Challenge
Count the lines in the items below that contain the word "dark" and reply with only that number.

- - -

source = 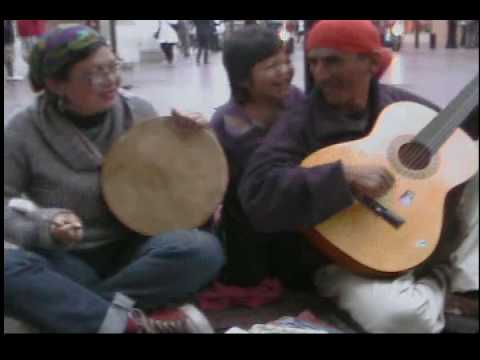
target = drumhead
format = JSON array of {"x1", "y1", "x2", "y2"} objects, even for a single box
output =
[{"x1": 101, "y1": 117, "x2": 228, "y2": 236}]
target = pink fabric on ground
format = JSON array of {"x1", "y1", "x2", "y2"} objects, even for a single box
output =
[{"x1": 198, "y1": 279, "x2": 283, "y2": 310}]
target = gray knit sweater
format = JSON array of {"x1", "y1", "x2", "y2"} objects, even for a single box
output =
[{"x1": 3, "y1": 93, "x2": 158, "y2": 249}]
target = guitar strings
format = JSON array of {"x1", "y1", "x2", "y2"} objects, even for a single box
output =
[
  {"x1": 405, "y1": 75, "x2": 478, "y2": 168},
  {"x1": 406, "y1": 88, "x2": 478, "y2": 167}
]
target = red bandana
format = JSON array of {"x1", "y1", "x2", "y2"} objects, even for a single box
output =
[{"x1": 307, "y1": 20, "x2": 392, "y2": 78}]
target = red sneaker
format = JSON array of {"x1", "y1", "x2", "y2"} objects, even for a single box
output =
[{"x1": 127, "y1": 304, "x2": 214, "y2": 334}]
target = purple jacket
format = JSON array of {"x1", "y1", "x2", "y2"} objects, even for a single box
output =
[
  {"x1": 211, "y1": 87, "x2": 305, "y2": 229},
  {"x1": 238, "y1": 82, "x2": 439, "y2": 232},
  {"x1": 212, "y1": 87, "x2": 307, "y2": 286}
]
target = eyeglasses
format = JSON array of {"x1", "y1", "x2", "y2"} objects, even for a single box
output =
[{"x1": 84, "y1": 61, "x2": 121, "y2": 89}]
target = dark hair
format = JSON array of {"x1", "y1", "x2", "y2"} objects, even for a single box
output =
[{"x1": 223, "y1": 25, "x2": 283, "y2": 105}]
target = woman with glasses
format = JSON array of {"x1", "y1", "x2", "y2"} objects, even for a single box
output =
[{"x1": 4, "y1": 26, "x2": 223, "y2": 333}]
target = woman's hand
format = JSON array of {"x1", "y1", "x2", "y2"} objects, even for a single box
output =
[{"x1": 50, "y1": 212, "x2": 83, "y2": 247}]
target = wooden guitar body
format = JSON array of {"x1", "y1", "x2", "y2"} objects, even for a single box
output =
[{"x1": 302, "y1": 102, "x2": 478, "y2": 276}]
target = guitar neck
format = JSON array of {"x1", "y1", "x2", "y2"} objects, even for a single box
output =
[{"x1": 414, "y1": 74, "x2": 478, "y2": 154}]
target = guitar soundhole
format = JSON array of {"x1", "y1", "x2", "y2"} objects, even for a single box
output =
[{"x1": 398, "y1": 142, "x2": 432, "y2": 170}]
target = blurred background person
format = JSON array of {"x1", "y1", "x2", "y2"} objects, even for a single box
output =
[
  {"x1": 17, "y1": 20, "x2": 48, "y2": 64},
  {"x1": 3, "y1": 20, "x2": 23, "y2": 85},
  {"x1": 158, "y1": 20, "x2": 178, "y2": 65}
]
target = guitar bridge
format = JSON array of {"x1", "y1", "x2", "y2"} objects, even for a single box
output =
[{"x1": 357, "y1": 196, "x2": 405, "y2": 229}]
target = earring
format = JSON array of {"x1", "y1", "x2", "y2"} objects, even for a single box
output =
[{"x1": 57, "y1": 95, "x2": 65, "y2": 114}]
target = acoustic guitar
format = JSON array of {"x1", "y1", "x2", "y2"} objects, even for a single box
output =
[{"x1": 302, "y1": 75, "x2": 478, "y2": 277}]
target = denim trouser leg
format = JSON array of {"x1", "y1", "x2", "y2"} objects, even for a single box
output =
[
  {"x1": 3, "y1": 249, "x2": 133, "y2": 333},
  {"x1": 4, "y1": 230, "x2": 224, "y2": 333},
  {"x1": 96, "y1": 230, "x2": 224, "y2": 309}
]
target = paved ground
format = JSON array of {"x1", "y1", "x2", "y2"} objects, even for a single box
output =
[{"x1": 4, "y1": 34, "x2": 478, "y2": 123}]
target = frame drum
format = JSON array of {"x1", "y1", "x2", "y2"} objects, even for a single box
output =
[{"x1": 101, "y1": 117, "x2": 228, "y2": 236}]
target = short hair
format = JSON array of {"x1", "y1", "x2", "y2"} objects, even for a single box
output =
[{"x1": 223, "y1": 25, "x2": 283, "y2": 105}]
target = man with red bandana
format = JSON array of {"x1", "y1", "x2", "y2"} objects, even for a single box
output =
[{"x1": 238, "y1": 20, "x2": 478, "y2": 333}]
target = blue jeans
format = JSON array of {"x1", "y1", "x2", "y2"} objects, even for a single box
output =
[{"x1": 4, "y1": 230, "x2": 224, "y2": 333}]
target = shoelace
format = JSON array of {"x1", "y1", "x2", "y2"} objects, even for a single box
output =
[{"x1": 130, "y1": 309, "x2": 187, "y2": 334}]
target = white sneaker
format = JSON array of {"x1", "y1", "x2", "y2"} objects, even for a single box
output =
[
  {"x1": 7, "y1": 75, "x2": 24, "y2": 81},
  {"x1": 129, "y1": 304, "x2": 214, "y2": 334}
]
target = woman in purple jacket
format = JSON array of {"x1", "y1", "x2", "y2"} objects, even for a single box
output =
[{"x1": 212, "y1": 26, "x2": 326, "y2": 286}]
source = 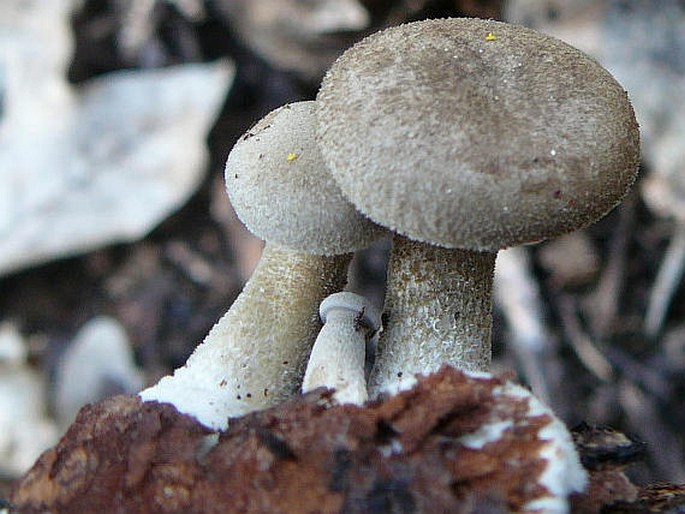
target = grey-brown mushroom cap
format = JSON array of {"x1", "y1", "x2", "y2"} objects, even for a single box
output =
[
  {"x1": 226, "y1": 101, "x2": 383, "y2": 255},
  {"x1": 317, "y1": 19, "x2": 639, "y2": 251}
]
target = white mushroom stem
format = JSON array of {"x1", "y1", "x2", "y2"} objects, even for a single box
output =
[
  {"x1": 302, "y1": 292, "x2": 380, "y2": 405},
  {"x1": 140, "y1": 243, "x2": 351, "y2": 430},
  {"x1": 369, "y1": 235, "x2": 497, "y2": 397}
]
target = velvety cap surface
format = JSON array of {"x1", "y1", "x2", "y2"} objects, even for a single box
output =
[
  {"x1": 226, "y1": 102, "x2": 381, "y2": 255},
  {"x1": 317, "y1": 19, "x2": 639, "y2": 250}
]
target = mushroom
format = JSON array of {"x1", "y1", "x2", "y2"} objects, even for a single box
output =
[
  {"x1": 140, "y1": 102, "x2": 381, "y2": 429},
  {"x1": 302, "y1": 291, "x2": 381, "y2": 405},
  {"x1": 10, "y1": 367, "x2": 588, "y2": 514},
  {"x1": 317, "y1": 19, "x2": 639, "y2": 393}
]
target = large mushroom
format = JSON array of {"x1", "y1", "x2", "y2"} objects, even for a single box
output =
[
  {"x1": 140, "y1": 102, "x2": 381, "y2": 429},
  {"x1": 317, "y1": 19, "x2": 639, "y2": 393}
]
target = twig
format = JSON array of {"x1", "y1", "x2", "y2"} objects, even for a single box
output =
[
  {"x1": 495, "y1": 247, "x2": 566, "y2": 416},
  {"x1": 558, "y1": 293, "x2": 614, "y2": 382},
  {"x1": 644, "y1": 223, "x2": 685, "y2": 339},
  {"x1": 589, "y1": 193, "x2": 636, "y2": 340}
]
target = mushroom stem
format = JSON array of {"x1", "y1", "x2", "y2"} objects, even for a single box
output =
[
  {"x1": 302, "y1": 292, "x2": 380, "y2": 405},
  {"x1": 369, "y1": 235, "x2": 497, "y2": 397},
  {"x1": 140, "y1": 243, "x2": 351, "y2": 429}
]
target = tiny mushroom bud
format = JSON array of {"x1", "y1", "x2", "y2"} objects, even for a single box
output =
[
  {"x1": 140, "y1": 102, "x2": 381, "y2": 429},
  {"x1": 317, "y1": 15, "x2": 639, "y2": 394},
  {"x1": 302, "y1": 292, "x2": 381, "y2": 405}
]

- - -

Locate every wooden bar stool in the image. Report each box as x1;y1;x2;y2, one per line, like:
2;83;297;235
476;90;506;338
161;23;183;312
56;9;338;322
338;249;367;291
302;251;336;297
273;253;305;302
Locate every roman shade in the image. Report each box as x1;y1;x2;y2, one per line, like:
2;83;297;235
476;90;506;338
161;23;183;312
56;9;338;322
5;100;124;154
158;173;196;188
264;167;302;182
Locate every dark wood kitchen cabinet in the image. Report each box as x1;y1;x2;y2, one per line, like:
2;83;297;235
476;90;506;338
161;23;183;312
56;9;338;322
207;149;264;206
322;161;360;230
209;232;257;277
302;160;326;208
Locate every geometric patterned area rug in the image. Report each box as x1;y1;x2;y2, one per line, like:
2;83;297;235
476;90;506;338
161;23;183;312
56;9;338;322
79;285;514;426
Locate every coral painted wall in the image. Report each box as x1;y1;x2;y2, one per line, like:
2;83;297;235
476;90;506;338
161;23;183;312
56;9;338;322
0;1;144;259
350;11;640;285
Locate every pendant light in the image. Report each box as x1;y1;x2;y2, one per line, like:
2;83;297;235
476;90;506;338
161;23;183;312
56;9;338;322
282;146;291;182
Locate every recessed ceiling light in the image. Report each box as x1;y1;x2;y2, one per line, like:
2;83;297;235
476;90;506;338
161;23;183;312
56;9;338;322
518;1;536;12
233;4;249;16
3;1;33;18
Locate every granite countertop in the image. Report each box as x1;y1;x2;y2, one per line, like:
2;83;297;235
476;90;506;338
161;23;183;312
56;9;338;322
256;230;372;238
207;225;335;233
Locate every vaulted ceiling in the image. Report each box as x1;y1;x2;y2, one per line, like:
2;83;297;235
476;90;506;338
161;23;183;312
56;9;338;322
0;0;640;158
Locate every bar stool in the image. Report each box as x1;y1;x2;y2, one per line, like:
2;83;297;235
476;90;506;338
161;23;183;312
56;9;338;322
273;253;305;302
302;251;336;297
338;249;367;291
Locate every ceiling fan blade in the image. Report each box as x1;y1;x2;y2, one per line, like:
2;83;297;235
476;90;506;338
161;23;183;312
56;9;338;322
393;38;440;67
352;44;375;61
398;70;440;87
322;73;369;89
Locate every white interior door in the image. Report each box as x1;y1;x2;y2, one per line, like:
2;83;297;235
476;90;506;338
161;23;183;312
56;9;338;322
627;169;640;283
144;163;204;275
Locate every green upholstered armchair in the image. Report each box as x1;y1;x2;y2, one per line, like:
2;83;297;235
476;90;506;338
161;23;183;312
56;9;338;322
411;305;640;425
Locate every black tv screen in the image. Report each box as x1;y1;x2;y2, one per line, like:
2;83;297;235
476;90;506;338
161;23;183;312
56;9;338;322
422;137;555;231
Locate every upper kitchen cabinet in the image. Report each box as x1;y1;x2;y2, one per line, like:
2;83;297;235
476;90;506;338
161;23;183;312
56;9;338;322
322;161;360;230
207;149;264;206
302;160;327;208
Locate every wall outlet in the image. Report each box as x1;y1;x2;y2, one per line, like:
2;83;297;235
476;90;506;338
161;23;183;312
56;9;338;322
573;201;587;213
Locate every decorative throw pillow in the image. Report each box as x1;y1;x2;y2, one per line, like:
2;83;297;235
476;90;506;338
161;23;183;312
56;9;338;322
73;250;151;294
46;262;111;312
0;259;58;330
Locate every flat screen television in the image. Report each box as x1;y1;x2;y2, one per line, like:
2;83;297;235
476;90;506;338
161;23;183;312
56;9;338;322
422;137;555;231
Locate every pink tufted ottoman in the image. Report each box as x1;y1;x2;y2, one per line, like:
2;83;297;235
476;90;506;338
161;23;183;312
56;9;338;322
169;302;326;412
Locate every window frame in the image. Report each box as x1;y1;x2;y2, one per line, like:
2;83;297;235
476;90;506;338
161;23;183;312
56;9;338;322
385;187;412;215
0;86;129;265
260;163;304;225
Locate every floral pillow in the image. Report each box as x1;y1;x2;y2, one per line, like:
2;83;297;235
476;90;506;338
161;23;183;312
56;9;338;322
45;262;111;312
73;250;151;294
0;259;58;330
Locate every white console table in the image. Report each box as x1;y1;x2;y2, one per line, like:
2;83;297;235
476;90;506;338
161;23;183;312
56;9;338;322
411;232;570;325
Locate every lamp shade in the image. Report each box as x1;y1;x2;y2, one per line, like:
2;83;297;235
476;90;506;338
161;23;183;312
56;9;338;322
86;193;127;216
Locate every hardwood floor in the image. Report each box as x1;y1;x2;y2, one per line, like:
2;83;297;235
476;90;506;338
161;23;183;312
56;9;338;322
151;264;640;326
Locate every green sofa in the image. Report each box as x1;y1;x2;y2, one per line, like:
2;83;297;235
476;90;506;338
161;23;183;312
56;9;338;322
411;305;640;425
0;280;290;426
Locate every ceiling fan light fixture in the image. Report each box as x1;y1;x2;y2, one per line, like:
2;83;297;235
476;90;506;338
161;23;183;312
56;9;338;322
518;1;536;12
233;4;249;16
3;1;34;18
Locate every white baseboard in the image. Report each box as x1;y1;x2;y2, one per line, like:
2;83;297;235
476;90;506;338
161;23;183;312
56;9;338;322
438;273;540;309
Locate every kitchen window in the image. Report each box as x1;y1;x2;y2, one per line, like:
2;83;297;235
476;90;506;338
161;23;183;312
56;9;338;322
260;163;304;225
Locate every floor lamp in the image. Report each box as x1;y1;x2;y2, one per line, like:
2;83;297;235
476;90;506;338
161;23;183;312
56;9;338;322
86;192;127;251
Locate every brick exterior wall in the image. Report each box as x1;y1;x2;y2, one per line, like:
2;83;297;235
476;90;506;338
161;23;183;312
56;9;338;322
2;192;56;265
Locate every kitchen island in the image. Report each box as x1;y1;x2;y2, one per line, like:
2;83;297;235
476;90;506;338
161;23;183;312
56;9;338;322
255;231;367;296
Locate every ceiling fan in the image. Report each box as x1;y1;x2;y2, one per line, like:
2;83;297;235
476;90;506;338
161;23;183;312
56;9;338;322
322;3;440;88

- - -

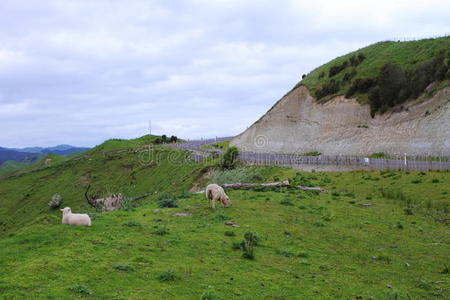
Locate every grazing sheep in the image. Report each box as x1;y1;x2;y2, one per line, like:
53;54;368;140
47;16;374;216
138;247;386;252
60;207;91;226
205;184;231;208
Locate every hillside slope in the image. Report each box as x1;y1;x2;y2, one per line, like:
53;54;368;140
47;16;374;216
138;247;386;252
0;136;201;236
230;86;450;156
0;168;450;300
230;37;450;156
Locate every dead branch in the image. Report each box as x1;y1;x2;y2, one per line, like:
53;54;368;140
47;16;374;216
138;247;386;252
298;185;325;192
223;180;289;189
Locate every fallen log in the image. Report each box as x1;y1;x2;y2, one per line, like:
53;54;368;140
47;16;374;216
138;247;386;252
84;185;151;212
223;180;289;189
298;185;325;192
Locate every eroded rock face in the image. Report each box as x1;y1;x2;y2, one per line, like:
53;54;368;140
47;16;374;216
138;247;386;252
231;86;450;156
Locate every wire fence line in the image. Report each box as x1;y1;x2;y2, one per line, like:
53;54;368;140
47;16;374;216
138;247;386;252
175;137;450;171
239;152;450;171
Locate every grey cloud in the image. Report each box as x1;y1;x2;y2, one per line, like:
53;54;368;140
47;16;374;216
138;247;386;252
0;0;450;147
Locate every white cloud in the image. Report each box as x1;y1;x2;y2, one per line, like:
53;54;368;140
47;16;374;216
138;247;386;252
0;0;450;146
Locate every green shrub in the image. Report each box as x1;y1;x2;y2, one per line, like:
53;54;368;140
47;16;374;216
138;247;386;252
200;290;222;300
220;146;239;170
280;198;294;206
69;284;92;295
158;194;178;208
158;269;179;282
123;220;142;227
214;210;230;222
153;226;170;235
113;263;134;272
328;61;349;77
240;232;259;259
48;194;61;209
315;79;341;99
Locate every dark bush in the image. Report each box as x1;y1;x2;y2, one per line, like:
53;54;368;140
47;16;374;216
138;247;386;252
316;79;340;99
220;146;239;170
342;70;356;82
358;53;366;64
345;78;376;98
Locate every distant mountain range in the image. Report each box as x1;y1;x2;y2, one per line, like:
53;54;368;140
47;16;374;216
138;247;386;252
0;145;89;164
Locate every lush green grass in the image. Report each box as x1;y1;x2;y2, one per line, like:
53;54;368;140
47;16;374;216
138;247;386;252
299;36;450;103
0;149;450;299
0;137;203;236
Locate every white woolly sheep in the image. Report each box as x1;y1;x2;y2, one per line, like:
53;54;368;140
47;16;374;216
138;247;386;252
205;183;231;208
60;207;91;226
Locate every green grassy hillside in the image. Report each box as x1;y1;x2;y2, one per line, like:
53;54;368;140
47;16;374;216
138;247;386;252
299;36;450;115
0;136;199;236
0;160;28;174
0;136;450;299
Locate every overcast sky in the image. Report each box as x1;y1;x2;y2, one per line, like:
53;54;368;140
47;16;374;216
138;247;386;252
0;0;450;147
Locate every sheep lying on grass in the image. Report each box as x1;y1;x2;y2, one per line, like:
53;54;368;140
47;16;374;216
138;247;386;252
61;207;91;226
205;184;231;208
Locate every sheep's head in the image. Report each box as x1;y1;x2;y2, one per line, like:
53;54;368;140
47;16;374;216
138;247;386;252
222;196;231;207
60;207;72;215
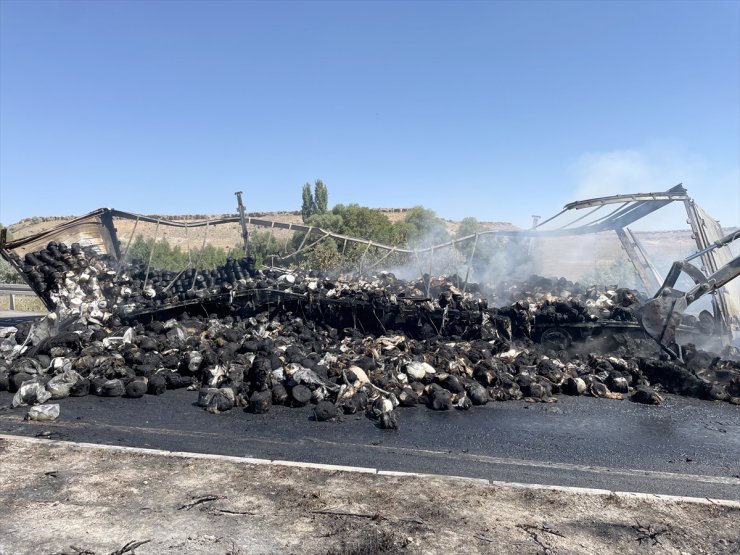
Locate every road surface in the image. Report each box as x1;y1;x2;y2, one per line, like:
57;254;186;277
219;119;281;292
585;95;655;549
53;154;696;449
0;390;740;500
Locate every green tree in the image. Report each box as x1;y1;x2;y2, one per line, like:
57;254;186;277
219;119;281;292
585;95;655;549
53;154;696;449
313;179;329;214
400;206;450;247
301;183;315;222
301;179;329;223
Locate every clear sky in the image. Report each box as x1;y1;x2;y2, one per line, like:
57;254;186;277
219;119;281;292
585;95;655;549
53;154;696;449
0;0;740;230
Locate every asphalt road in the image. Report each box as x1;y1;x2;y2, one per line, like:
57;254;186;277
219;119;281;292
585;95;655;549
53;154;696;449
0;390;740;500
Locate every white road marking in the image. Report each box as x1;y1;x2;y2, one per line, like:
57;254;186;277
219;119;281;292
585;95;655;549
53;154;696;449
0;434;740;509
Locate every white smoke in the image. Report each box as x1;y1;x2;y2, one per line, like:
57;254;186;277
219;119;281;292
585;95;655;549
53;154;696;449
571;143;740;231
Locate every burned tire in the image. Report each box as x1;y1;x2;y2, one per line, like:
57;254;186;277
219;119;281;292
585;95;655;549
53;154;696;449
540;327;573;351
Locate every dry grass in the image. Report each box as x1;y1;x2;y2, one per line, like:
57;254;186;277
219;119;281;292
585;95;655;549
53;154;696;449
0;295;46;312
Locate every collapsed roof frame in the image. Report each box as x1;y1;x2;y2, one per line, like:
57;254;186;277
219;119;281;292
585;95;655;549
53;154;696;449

- - -

Written answer
3